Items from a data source
........

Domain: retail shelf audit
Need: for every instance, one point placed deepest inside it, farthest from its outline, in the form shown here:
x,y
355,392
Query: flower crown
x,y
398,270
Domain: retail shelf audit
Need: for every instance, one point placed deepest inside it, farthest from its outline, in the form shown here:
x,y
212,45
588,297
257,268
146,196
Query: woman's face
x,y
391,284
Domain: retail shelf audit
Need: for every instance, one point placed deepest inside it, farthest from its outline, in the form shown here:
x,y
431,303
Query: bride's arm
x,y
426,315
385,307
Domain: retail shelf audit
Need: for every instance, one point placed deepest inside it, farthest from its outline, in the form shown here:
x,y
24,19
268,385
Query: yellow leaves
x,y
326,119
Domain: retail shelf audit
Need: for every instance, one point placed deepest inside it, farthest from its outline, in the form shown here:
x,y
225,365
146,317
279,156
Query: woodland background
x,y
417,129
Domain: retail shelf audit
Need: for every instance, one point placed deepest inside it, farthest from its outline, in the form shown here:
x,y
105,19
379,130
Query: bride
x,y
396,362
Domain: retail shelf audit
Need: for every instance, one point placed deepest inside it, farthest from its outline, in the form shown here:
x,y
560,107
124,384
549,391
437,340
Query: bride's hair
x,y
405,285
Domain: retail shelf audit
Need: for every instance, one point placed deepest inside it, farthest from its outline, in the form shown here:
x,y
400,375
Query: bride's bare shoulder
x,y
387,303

........

> **Problem**
Extract the listing in its entirety, matching it exactly.

> **Task answer**
Domain: retail shelf audit
Need: for every instance, one point placed deepest inside it, farthest from its outline, in the form shown here:
x,y
355,392
Query: flower crown
x,y
398,270
Domain: retail shelf audit
Need: for every instance, one point placed deepest inside it, farthest from its outline, in the form shown here:
x,y
212,45
588,297
257,268
146,196
Query: woman's face
x,y
391,284
Domain: retail shelf audit
Need: for every instance, one point placed deepest inside it, farthest from its outline, in the form shown here:
x,y
431,303
Query: bride's arm
x,y
426,315
385,307
Domain: retail shelf audit
Need: for every instance, one point placed deepest inside it, farthest from its outline, in the form shown here:
x,y
24,19
268,385
Query: yellow leaves
x,y
326,119
Domain: retail shelf audit
Need: for every instance, one point placed deepest inside it, farthest from its outline, in the form shown here:
x,y
225,365
146,317
279,156
Query: woodland background
x,y
417,129
Domain: retail shelf audit
Need: for every instance, one point placed deepest inside it, farthest from its outline, in the form shown here:
x,y
105,19
379,130
Query: bride
x,y
396,362
Domain: retail shelf audit
Need: for every instance, one point placed deepest inside it, farthest from its outline, in the form shown here:
x,y
560,107
124,384
549,391
437,340
Query: bride's hair
x,y
405,285
Domain: retail shelf audit
Need: for every instance, one point placed deepest inside it, farthest from its outline, in the form shown here:
x,y
400,375
Query: bride's bare shoulder
x,y
387,303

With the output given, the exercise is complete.